(Polygon annotations for photos)
##########

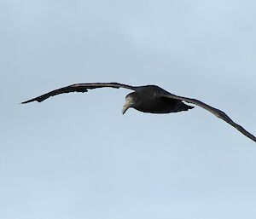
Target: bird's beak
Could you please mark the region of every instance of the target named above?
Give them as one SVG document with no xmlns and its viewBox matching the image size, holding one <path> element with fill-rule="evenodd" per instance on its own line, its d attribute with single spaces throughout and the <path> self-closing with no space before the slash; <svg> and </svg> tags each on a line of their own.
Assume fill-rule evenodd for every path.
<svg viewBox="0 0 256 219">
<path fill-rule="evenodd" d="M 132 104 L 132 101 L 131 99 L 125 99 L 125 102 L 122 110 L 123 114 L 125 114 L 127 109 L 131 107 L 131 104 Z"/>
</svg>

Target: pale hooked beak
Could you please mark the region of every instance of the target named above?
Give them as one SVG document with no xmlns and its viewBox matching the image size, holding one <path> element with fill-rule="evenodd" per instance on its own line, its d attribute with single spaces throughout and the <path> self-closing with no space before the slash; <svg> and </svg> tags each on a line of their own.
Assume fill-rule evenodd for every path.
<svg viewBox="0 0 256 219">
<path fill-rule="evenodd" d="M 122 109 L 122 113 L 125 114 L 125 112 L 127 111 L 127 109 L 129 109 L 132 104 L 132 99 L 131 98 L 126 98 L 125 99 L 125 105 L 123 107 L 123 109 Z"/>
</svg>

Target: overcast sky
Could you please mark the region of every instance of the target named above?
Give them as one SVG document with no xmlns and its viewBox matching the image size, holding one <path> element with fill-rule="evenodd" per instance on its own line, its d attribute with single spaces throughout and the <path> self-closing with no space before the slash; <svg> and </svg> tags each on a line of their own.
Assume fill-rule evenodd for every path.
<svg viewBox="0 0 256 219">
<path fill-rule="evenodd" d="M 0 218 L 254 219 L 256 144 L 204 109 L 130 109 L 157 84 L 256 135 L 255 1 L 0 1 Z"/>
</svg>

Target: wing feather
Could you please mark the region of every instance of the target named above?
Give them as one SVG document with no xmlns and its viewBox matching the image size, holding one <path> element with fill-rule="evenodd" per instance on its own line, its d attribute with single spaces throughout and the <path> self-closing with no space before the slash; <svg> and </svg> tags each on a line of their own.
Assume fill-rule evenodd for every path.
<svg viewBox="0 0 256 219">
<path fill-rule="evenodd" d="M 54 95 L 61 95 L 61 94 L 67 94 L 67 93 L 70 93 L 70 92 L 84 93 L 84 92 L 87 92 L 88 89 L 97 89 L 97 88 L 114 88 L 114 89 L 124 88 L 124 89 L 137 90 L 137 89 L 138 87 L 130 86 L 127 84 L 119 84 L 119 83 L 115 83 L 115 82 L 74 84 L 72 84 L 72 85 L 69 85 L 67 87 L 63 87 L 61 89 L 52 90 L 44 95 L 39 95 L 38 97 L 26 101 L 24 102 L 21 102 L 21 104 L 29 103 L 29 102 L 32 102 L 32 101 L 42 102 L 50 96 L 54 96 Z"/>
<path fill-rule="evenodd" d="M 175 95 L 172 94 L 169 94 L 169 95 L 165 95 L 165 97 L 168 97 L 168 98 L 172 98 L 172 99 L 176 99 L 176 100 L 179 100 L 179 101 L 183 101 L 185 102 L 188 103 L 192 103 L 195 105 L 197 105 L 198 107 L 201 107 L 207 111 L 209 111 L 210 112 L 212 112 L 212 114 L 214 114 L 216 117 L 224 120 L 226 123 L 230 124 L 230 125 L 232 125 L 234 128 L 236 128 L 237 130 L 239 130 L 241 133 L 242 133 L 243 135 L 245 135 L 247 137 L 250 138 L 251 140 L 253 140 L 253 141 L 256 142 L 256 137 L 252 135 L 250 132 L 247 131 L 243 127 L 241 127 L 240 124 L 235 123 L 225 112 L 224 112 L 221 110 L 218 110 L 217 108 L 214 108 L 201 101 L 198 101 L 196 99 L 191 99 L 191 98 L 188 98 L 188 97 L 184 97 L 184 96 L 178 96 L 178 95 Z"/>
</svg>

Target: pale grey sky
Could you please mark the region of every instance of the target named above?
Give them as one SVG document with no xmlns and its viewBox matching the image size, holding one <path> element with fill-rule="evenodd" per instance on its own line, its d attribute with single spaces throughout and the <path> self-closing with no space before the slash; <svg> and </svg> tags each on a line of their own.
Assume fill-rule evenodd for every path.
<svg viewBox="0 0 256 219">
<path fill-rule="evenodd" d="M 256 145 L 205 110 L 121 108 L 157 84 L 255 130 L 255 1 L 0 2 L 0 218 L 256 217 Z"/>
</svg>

##########

- **EXERCISE DIRECTIONS**:
Rewrite the lines of these records as a Markdown table with the columns "Row" and "Line," numbering each row and leaving out blank lines and the pictures.

- **COMPLETE OUTPUT**:
| Row | Line |
|---|---|
| 1 | Target: bird's beak |
| 2 | Could you please mark the region of every instance of the target named above? |
| 3 | Give them as one SVG document with no xmlns and its viewBox matching the image size, holding one <path> element with fill-rule="evenodd" per instance on its own line, its d attribute with single spaces throughout and the <path> self-closing with no space before the slash; <svg> and </svg> tags each on a line of their own. |
| 4 | Assume fill-rule evenodd for every path. |
| 5 | <svg viewBox="0 0 256 219"> |
| 6 | <path fill-rule="evenodd" d="M 132 104 L 132 101 L 131 99 L 125 99 L 125 102 L 122 110 L 123 114 L 125 114 L 127 109 L 131 107 L 131 104 Z"/> |
| 7 | </svg> |
| 8 | Target: pale hooked beak |
| 9 | Could you please mark the region of every instance of the target named above? |
| 10 | Give them as one SVG document with no xmlns and its viewBox matching the image size, holding one <path> element with fill-rule="evenodd" per instance on its own line, its d attribute with single spaces throughout and the <path> self-closing with no space before the slash; <svg> and </svg> tags each on a line of their own. |
| 11 | Assume fill-rule evenodd for every path. |
| 12 | <svg viewBox="0 0 256 219"> |
| 13 | <path fill-rule="evenodd" d="M 122 109 L 122 113 L 125 114 L 125 112 L 127 111 L 127 109 L 129 109 L 132 104 L 132 99 L 131 98 L 126 98 L 125 99 L 125 105 L 123 107 L 123 109 Z"/> |
| 14 | </svg> |
| 15 | Target: overcast sky |
| 16 | Could you please mark the region of every instance of the target named above? |
| 17 | Give them as one SVG document with no xmlns and its viewBox matching the image size, holding one <path> element with fill-rule="evenodd" per instance on its own line, its d attribute with single spaces throughout and the <path> self-closing with no space before the slash; <svg> and </svg> tags each on a line of their own. |
| 18 | Assume fill-rule evenodd for every path. |
| 19 | <svg viewBox="0 0 256 219"> |
| 20 | <path fill-rule="evenodd" d="M 0 218 L 254 219 L 256 144 L 204 109 L 130 109 L 157 84 L 256 135 L 255 1 L 0 1 Z"/> |
| 21 | </svg> |
| 22 | Target: wing feather |
| 23 | Could you please mark the region of every instance of the target named above? |
| 24 | Give them as one SVG document with no xmlns and its viewBox matching the image size, holding one <path> element with fill-rule="evenodd" per instance on its own line, its d attribute with single spaces throughout and the <path> self-closing with no space before the slash; <svg> and </svg> tags each on a line of their own. |
| 25 | Assume fill-rule evenodd for every path. |
| 26 | <svg viewBox="0 0 256 219"> |
| 27 | <path fill-rule="evenodd" d="M 54 95 L 61 95 L 61 94 L 67 94 L 67 93 L 70 93 L 70 92 L 84 93 L 84 92 L 87 92 L 88 89 L 97 89 L 97 88 L 114 88 L 114 89 L 124 88 L 124 89 L 137 90 L 137 89 L 138 87 L 130 86 L 127 84 L 119 84 L 119 83 L 115 83 L 115 82 L 74 84 L 72 84 L 72 85 L 69 85 L 67 87 L 63 87 L 61 89 L 52 90 L 44 95 L 39 95 L 38 97 L 26 101 L 24 102 L 21 102 L 21 104 L 29 103 L 29 102 L 32 102 L 32 101 L 42 102 L 50 96 L 54 96 Z"/> |
| 28 | <path fill-rule="evenodd" d="M 175 95 L 172 94 L 169 94 L 169 95 L 165 95 L 165 97 L 168 97 L 168 98 L 172 98 L 172 99 L 176 99 L 176 100 L 179 100 L 179 101 L 183 101 L 185 102 L 188 103 L 192 103 L 195 105 L 197 105 L 198 107 L 201 107 L 207 111 L 209 111 L 210 112 L 212 112 L 212 114 L 214 114 L 216 117 L 224 120 L 226 123 L 230 124 L 230 125 L 232 125 L 234 128 L 236 128 L 237 130 L 239 130 L 241 133 L 242 133 L 243 135 L 245 135 L 247 137 L 250 138 L 251 140 L 253 140 L 253 141 L 256 142 L 256 137 L 252 135 L 250 132 L 247 131 L 243 127 L 241 127 L 240 124 L 235 123 L 225 112 L 224 112 L 221 110 L 218 110 L 217 108 L 214 108 L 201 101 L 198 101 L 196 99 L 191 99 L 191 98 L 188 98 L 188 97 L 184 97 L 184 96 L 178 96 L 178 95 Z"/> |
| 29 | </svg> |
| 30 | Target: pale grey sky |
| 31 | Could you please mark the region of every instance of the target named above? |
| 32 | Give them as one SVG document with no xmlns and its viewBox matching the image size, holding one <path> element with fill-rule="evenodd" per instance on its own line, its d attribute with single spaces throughout and the <path> self-closing with no space before the slash; <svg> and </svg> tags each on a line of their own. |
| 33 | Assume fill-rule evenodd for every path. |
| 34 | <svg viewBox="0 0 256 219"> |
| 35 | <path fill-rule="evenodd" d="M 256 145 L 205 110 L 121 108 L 157 84 L 255 130 L 255 1 L 0 2 L 0 218 L 256 217 Z"/> |
| 36 | </svg> |